● EXTRACTED ENTRIES:
::::
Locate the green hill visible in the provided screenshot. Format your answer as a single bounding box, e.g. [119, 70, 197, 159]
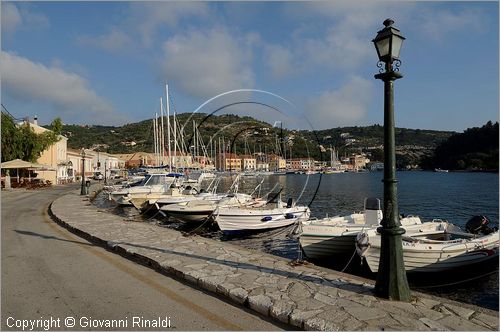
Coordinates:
[59, 113, 454, 167]
[422, 121, 499, 171]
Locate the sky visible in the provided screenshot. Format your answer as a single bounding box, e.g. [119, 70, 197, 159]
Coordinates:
[0, 1, 499, 132]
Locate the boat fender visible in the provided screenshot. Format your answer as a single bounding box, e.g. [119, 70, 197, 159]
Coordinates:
[465, 216, 496, 235]
[356, 232, 370, 257]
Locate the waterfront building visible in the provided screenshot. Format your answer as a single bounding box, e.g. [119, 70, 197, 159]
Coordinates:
[217, 152, 242, 172]
[268, 154, 286, 171]
[21, 117, 68, 183]
[240, 155, 257, 171]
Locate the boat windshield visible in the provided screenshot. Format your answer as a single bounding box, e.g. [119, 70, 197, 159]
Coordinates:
[143, 174, 174, 186]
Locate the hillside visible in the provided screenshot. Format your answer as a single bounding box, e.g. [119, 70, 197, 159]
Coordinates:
[58, 113, 453, 167]
[422, 121, 499, 171]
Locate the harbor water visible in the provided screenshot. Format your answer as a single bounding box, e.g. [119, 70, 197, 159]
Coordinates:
[95, 171, 499, 310]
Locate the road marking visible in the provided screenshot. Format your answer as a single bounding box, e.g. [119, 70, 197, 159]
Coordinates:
[43, 205, 243, 331]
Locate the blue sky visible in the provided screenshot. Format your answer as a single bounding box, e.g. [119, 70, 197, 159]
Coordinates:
[0, 1, 499, 132]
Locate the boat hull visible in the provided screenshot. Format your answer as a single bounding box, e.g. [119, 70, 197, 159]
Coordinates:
[363, 223, 499, 273]
[214, 207, 311, 234]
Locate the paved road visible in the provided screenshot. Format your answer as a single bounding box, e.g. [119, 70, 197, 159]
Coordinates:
[1, 185, 283, 330]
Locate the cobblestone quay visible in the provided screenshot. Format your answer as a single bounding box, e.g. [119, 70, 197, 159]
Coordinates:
[50, 192, 499, 331]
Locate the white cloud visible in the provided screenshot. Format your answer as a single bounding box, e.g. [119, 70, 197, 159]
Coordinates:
[1, 2, 49, 34]
[306, 76, 373, 129]
[264, 44, 299, 78]
[77, 27, 132, 52]
[129, 1, 210, 46]
[161, 28, 255, 98]
[266, 1, 413, 76]
[1, 2, 22, 33]
[417, 9, 484, 41]
[0, 51, 124, 124]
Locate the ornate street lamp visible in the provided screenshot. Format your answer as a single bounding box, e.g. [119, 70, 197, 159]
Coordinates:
[373, 19, 411, 301]
[80, 148, 87, 195]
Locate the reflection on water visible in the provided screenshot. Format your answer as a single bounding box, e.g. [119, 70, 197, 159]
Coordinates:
[95, 172, 499, 310]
::::
● YOUR TASK: Copy the material from the line containing "Locate the blue" through the line containing "[50, 192, 499, 331]", both included and requests kept, with every bounding-box coordinate in the answers multiplied by 1.8 and rounded to a whole number, halves up. Leave the numbers in the requests and their format samples unchanged.

● SOLUTION TO THIS TASK:
Locate the blue sky visible in the provided screenshot. Format your answer as a single bounding box, e.g. [119, 70, 197, 159]
Coordinates:
[0, 2, 898, 238]
Locate the boat hull visible in the provided screenshot. Format your answer as a single bounding box, e.g. [119, 70, 197, 159]
Coordinates:
[653, 401, 898, 491]
[385, 373, 560, 421]
Locate the paved road visible in the provided screenshot. Format your answer as a single bounding box, e.g. [119, 70, 197, 159]
Coordinates:
[2, 333, 509, 594]
Locate the cobblestone quay visible in the provided screenshot. Format your answer as a single bounding box, e.g. [119, 70, 197, 159]
Coordinates:
[90, 346, 898, 596]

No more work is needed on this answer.